• **TASK DESCRIPTION**
All of the records must be given again exactly.

• **DATA TO EXAMINE**

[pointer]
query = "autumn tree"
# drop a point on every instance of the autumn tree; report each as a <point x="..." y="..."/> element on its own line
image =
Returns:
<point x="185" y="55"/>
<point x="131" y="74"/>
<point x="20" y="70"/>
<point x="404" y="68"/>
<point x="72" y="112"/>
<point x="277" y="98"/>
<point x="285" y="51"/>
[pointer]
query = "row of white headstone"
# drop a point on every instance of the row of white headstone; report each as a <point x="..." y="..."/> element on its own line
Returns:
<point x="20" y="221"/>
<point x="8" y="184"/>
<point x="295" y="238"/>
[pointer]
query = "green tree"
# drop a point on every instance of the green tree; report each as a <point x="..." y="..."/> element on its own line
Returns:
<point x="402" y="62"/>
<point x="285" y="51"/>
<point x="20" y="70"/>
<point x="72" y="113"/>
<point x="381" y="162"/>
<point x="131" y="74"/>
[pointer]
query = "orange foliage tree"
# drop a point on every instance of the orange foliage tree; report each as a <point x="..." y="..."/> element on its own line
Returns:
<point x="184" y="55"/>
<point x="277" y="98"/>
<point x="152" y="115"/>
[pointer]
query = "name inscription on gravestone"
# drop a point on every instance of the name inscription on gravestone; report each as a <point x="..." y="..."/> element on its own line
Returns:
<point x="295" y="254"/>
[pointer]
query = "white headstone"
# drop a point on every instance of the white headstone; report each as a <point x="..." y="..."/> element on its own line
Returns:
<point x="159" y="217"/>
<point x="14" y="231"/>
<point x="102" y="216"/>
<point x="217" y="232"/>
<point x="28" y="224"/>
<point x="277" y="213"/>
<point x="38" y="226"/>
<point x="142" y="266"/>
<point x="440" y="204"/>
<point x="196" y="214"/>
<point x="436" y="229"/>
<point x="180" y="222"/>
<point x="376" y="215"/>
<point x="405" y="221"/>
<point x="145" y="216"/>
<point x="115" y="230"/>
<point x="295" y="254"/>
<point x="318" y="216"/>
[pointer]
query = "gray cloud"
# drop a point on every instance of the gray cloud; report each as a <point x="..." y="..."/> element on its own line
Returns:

• **RESULT BELOW**
[pointer]
query = "autumn tree"
# drop a point on every instance of the autumn tree; report each as a <point x="..." y="..."/> element on its own line
image =
Returns:
<point x="185" y="55"/>
<point x="131" y="74"/>
<point x="20" y="70"/>
<point x="404" y="68"/>
<point x="72" y="112"/>
<point x="277" y="98"/>
<point x="285" y="51"/>
[pointer]
query = "row of white headstone"
# drop a point on every instance of the row of white headstone; report each as a <point x="..." y="..."/> element on its own line
Returns:
<point x="20" y="221"/>
<point x="8" y="184"/>
<point x="295" y="238"/>
[pointer]
query = "green tree"
# drop a point on every instance of the green tree; report each as a <point x="..." y="..."/> element on its own line
Returns:
<point x="402" y="62"/>
<point x="285" y="51"/>
<point x="20" y="70"/>
<point x="72" y="113"/>
<point x="381" y="162"/>
<point x="131" y="74"/>
[pointer]
query = "orange foliage tree"
# drop a point on every instance of the orange foliage tree; report each as a <point x="..." y="..."/> element on its own line
Returns:
<point x="184" y="55"/>
<point x="277" y="98"/>
<point x="152" y="115"/>
[pointer]
query = "name inscription on gravestone"
# drop a point on every instance of the name inscription on gravestone; report each as a <point x="..." y="..."/> element on its own line
Returns:
<point x="295" y="254"/>
[pointer]
query = "white headstone"
# drop a point on every instance of the white headstone; report each as a <point x="..." y="..."/> element on its own line
Returns:
<point x="159" y="217"/>
<point x="14" y="231"/>
<point x="102" y="216"/>
<point x="217" y="232"/>
<point x="28" y="224"/>
<point x="277" y="213"/>
<point x="38" y="226"/>
<point x="142" y="266"/>
<point x="440" y="204"/>
<point x="196" y="214"/>
<point x="436" y="229"/>
<point x="180" y="222"/>
<point x="376" y="215"/>
<point x="405" y="221"/>
<point x="145" y="216"/>
<point x="115" y="230"/>
<point x="295" y="254"/>
<point x="318" y="216"/>
[pointer]
query = "gray cloud"
# drop a point on every instance of the gray cloud; report each as a <point x="..." y="..."/> element on its own line
Returns:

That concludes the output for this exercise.